Object location annotation records
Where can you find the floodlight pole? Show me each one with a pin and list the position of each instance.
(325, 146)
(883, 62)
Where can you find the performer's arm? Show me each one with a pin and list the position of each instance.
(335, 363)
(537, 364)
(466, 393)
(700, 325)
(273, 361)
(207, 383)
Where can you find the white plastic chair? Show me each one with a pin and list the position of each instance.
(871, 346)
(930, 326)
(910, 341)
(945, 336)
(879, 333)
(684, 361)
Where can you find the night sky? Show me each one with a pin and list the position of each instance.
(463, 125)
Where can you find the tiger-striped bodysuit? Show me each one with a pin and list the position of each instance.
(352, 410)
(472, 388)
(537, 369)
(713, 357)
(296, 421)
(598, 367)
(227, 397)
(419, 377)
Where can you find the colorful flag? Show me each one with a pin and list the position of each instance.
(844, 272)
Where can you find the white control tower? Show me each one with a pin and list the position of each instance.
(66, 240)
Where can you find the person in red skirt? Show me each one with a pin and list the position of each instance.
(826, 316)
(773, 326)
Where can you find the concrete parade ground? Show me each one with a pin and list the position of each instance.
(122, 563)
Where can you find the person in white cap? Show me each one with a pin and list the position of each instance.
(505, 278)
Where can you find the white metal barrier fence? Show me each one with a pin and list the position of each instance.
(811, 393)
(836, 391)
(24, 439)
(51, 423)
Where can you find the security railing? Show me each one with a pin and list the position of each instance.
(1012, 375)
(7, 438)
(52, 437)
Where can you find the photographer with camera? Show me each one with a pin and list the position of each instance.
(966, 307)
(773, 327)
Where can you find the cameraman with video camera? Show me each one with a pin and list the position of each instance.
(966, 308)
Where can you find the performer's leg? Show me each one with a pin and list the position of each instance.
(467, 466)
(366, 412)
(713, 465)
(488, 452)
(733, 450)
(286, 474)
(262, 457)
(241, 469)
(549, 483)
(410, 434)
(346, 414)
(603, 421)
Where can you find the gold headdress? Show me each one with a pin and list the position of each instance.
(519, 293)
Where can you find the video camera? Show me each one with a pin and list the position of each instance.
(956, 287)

Instructions for the task.
Copy out all of the records above, character for character, without changing anything.

Reply to the exercise.
Where can you find the floodlight pole? Show me each one with a pin and list the position of each instance.
(325, 146)
(883, 62)
Where can you find the performer's arm? Show me each one with a pin and list the position of each instance.
(335, 363)
(537, 364)
(466, 393)
(700, 325)
(273, 361)
(207, 383)
Where can you find the white plastic chair? Show me each one with a pin and list the position of each instance.
(871, 346)
(930, 326)
(910, 341)
(945, 336)
(879, 333)
(684, 361)
Where can you find the night sky? Show me each one with a pin and list the position of each instance.
(463, 125)
Where can you find the tiger-striped bodysuit? Show me each one with a pin and list the position of each instance.
(352, 410)
(472, 388)
(537, 369)
(713, 357)
(296, 421)
(598, 367)
(227, 397)
(419, 377)
Where can you find the colorful flag? Show me each one with a pin and list the position of each instance.
(844, 272)
Where can you find the white control tower? Show me each one with a pin and list the position of each instance.
(66, 240)
Where can you find the person in red skirt? Show me each one with a pin and list the position of each instance.
(826, 316)
(773, 326)
Where can you find the concrete parade ground? Show me each one with a pin and list the position of each instance.
(122, 563)
Where can you find the person in white cap? Show me each one with a pin and list the position of each instance.
(505, 278)
Where can you find the white metal barrier fence? Show me each one with a pin and list the position of each instance.
(811, 393)
(836, 391)
(24, 439)
(51, 423)
Where can you find the security railing? Show me each one with a pin and list the position of each instance.
(1012, 375)
(7, 438)
(52, 437)
Where can you find the photographer with camera? Show me each one with a pin and list the position of each instance.
(966, 307)
(773, 327)
Where can you find the cameraman with video camera? Show me each one with a pin and list the position of each instance.
(966, 308)
Where can you find the performer's leg? Show me each one with a pin and list the position of each instance.
(467, 466)
(366, 412)
(713, 465)
(488, 452)
(733, 450)
(286, 474)
(262, 457)
(241, 469)
(549, 483)
(410, 434)
(346, 414)
(603, 421)
Where can you find the gold headdress? Show me each one with a pin and list the position of each instance.
(519, 293)
Where can you find the video camera? Show me each one with a pin and list the position of each instance.
(956, 287)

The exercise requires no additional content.